- _Task to carry out_
Rewrite the rows from the very first line through the line with "Outline every instance of the blue sky.", renaming "blue sky" as "open sky" and leaving everything else as it is.
+ + + + + + +
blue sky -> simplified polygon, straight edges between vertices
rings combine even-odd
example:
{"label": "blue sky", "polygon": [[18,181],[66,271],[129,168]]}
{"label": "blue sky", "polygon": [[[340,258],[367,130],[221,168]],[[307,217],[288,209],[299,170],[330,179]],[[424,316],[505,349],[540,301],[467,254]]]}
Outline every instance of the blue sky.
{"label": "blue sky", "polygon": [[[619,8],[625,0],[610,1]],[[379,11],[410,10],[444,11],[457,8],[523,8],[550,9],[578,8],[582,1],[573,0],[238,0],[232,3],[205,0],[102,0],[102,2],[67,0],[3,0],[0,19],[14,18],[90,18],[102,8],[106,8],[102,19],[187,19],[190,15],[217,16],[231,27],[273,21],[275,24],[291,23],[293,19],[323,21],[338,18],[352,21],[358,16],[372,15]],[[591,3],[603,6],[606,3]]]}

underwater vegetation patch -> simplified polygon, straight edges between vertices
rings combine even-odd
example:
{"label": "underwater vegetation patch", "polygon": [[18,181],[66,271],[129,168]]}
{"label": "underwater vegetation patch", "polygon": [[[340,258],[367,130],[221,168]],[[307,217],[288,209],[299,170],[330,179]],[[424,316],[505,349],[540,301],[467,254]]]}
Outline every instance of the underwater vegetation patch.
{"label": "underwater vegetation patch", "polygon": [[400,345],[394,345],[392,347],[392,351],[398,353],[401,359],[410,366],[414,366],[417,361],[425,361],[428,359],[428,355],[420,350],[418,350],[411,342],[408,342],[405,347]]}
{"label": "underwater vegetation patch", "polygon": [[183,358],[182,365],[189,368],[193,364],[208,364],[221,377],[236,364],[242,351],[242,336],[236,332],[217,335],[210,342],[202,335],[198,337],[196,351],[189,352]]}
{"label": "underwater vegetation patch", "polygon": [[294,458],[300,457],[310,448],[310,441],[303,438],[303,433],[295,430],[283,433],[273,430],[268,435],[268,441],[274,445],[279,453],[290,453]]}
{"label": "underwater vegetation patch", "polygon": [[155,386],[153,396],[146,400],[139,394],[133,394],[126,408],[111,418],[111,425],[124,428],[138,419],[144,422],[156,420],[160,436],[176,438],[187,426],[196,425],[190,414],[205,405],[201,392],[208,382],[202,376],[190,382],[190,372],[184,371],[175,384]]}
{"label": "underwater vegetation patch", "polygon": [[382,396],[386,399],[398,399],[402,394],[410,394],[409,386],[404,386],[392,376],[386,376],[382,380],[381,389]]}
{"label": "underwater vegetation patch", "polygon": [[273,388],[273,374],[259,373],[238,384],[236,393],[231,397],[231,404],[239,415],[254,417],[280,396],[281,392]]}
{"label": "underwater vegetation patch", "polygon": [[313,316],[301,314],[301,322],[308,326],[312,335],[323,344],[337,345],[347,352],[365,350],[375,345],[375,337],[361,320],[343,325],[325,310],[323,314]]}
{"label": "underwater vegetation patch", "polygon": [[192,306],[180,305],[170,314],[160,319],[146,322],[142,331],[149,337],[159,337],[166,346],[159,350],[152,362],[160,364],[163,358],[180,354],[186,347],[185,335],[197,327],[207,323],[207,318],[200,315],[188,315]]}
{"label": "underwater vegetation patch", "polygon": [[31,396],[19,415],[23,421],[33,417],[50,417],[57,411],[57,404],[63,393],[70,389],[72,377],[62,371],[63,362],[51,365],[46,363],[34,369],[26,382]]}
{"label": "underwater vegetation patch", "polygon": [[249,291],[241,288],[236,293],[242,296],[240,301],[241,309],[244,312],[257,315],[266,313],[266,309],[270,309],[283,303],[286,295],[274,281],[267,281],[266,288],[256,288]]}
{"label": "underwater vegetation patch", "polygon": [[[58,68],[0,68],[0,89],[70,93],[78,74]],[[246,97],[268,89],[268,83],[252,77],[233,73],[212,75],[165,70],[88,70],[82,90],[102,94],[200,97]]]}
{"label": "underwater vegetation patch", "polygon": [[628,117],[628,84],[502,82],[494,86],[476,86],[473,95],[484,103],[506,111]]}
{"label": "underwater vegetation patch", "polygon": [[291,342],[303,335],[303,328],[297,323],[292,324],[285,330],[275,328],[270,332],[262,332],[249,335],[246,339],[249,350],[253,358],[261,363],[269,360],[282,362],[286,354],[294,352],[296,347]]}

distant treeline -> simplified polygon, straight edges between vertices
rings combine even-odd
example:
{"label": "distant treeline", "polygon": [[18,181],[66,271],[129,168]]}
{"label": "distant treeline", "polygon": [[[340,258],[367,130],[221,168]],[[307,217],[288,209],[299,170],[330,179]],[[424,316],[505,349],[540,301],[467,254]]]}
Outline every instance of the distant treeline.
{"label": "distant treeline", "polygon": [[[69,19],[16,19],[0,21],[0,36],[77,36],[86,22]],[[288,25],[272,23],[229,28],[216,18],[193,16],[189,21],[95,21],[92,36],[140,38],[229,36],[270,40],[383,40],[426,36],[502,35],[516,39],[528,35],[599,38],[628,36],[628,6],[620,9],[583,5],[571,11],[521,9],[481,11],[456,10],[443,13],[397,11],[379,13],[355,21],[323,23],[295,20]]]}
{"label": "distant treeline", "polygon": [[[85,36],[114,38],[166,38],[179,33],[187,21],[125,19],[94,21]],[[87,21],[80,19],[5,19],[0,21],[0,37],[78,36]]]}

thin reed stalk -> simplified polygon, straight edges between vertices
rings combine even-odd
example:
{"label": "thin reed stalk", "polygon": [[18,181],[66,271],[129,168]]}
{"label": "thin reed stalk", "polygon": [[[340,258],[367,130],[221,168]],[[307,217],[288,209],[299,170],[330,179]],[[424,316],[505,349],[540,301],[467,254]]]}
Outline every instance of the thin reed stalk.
+ + + + + + +
- _Expected answer_
open sky -> simplified polygon, straight edges between vertices
rings combine even-odd
example:
{"label": "open sky", "polygon": [[18,181],[66,271],[129,168]]}
{"label": "open sky", "polygon": [[[340,258],[367,130],[221,168]],[[307,217],[288,209],[299,170],[330,179]],[[424,316],[505,349],[540,301],[467,254]]]}
Outline every instance of the open sky.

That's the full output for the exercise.